> [Work instruction 1]:
In the Eli Manning training camp article, which things are described with the word "new"? List each one.

> [Excerpt provided]:
EAST RUTHERFORD, N.J. – Eli Manning today became the first player in the soon-to-be 95-season history of the Giants to report for a 16th training camp. To some, that may seem to be a momentous occasion. But not Manning, who is excited not because he reached a numerical milestone, but because he is as enthusiastic as he is every July to report to camp and begin a new season.
“It feels the same,” Manning said. “In the sense that every training camp you come in excited, whether you had a great year the year before or a bad year, it doesn’t really matter. It’s a clean slate, it’s a fresh start. You’re going to have new teams, you’re going to have new players. Sometimes new coaches in different areas and even the players that you have returning, a lot of it, it’s young guys who now are a year older, they are a little better and so it’s always going to be a new experience. Just excited to take advantage of the opportunities in front of us this season.”

> [Work instruction 2]:
Will you print the records from their first line through the line holding "box: [198, 202, 305, 315]", both ends included?

> [Data under study]:
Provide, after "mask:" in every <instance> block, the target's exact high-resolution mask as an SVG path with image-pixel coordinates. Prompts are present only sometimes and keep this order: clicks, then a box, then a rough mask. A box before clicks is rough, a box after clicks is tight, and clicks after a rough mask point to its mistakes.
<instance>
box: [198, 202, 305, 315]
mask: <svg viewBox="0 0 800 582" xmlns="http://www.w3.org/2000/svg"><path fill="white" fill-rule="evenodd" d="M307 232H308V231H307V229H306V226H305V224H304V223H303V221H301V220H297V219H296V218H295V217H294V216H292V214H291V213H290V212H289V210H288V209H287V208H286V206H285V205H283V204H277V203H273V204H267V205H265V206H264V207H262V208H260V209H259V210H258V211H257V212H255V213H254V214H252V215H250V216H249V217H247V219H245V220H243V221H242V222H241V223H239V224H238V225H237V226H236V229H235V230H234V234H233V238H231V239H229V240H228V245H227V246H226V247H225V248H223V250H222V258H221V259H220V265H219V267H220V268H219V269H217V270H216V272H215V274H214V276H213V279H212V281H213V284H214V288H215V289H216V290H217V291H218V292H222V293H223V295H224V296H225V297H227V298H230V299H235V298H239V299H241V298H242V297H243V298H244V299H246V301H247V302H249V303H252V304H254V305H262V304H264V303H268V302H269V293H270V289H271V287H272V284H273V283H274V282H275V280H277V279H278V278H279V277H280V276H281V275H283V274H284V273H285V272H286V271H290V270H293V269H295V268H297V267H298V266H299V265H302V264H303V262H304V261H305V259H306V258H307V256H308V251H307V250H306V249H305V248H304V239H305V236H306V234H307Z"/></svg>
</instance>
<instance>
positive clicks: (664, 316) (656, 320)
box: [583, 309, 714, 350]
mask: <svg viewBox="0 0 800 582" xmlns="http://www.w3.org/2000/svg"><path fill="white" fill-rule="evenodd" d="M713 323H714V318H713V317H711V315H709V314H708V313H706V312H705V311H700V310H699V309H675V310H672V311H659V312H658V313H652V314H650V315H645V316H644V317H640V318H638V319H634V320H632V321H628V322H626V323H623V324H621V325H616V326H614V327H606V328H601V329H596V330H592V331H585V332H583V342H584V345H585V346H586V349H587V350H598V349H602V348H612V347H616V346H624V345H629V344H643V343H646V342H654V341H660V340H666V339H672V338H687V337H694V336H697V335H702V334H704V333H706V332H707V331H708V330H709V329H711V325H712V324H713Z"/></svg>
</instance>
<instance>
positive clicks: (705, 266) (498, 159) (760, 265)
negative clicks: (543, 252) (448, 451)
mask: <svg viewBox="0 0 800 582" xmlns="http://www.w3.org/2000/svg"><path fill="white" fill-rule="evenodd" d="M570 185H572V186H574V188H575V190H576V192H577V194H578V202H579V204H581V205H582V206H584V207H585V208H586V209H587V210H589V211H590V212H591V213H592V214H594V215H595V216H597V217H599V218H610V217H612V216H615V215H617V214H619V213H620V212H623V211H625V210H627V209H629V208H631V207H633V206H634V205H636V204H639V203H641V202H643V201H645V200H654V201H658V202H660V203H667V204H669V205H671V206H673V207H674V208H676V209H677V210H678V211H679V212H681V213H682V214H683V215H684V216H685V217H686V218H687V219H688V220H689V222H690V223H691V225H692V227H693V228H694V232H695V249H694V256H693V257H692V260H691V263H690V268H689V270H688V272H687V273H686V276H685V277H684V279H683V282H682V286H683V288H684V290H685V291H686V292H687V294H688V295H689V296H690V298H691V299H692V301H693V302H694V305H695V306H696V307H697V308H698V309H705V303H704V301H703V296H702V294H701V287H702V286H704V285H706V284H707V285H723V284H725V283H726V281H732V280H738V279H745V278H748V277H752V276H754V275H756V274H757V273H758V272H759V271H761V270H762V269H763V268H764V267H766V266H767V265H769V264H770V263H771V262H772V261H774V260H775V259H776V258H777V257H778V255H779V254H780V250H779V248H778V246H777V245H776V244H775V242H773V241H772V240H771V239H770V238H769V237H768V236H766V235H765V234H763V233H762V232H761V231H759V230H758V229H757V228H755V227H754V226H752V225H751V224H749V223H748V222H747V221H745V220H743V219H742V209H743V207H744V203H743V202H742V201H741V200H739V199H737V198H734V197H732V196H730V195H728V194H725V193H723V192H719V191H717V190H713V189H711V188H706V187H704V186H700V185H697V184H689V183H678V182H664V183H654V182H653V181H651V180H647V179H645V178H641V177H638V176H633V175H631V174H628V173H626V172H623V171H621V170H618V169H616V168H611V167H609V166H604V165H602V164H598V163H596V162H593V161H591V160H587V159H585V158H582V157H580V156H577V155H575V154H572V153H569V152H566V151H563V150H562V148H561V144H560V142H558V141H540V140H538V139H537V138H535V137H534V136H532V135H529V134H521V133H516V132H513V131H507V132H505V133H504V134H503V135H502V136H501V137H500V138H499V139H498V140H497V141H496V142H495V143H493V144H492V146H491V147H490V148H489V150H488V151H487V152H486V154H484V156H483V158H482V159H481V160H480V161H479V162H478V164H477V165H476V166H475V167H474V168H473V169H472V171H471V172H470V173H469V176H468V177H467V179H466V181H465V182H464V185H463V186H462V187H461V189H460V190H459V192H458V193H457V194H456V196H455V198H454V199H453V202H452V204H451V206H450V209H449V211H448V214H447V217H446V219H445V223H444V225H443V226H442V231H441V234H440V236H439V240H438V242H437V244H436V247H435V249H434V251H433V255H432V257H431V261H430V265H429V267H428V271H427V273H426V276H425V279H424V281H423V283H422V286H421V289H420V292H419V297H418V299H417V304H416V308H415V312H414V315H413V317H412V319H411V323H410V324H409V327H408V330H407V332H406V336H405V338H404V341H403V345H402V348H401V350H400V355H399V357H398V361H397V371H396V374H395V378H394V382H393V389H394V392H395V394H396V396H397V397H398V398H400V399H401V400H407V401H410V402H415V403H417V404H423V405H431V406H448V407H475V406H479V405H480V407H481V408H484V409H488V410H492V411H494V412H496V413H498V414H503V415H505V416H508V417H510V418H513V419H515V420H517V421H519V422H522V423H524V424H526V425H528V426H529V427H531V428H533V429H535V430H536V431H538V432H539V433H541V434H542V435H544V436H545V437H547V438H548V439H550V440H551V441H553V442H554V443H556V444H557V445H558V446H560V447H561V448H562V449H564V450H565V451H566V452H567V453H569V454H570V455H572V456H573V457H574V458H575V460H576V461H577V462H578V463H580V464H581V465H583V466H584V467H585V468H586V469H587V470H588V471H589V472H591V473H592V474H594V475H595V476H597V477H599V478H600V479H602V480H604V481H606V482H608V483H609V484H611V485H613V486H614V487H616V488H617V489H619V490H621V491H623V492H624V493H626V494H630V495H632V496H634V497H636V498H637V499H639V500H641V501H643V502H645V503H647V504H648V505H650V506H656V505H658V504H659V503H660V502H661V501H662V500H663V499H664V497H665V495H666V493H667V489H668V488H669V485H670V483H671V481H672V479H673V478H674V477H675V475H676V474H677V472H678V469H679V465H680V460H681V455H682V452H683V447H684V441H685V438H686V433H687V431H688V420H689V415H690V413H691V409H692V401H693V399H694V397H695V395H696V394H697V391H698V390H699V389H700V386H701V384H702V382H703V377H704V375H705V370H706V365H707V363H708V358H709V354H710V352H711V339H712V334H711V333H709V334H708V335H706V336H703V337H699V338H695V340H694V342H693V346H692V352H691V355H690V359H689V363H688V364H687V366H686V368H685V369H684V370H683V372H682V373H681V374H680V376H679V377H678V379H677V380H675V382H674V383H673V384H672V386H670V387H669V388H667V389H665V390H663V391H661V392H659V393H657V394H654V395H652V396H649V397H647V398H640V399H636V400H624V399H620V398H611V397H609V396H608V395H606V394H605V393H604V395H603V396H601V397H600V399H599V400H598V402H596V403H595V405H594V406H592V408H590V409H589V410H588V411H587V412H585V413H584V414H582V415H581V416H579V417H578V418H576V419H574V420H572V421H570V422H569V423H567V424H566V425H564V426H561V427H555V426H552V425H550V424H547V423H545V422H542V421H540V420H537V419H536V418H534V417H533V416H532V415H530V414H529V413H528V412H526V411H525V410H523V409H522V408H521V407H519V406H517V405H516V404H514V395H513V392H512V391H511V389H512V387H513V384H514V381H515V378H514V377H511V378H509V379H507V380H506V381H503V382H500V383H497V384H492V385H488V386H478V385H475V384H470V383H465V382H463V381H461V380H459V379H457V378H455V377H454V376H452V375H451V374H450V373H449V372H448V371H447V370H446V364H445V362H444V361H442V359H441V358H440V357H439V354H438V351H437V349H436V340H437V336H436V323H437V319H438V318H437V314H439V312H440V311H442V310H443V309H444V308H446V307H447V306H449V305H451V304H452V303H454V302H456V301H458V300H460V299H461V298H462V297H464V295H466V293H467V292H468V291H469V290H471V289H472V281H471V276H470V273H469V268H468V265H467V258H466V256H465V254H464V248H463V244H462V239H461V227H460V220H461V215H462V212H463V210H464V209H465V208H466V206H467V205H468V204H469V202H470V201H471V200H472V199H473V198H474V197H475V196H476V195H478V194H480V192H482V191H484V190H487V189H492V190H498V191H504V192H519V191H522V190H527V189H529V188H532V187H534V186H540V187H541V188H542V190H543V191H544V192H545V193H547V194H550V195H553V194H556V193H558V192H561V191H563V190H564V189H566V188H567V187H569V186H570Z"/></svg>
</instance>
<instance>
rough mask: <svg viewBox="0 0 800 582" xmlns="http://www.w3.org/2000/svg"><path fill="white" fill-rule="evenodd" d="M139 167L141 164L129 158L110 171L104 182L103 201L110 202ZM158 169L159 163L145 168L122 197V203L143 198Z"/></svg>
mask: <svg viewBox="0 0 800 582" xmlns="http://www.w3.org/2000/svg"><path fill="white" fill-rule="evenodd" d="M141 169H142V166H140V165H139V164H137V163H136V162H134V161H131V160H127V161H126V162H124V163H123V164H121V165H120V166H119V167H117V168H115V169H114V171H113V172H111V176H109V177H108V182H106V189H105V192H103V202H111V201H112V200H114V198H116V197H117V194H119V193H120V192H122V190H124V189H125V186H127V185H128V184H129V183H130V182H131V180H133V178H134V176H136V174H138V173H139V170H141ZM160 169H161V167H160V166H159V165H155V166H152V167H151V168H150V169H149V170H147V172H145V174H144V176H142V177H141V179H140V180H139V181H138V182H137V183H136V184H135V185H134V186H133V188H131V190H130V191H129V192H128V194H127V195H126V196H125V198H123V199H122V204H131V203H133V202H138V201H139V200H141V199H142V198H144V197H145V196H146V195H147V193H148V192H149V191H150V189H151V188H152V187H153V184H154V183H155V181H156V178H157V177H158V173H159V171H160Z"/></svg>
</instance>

> [Solution 1]:
- a new season
- new teams
- new players
- new coaches
- a new experience

> [Solution 2]:
Provide, after "mask:" in every <instance> block, the target's exact high-resolution mask as an SVG path with image-pixel coordinates. Prompts are present only sometimes and keep this order: clicks, then a box, then a rough mask. A box before clicks is rough, a box after clicks is tight, and clicks after a rough mask point to its mistakes.
<instance>
box: [198, 202, 305, 315]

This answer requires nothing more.